Set down each of the following records again, word for word.

>> begin

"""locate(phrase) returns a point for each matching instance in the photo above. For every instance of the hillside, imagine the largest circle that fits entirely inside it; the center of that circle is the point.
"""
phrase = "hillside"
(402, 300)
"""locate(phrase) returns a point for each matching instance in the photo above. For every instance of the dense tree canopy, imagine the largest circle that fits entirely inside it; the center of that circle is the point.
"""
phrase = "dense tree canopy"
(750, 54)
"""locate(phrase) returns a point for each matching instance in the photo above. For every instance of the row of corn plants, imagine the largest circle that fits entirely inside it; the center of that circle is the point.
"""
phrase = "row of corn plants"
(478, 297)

>> end

EXERCISE ANSWER |
"""locate(phrase) returns a point for each matching instance in the photo above. For every instance of the hillside, imagine the largest circle that fits entirely inside it; the center of that circle is the point.
"""
phrase = "hillside"
(402, 300)
"""locate(phrase) returns a point for each matching instance in the photo above. For every instance of the dense tree canopy, imagine the largest circle that fits entirely inside it; the center of that circle is the point.
"""
phrase = "dense tree canopy"
(750, 54)
"""locate(phrase) returns a point for each matching instance in the photo above. For every instance of the row of corn plants, imagine the largest circle that fits entirely inside it; the center of that circle is the point.
"""
phrase = "row of corn plants"
(478, 297)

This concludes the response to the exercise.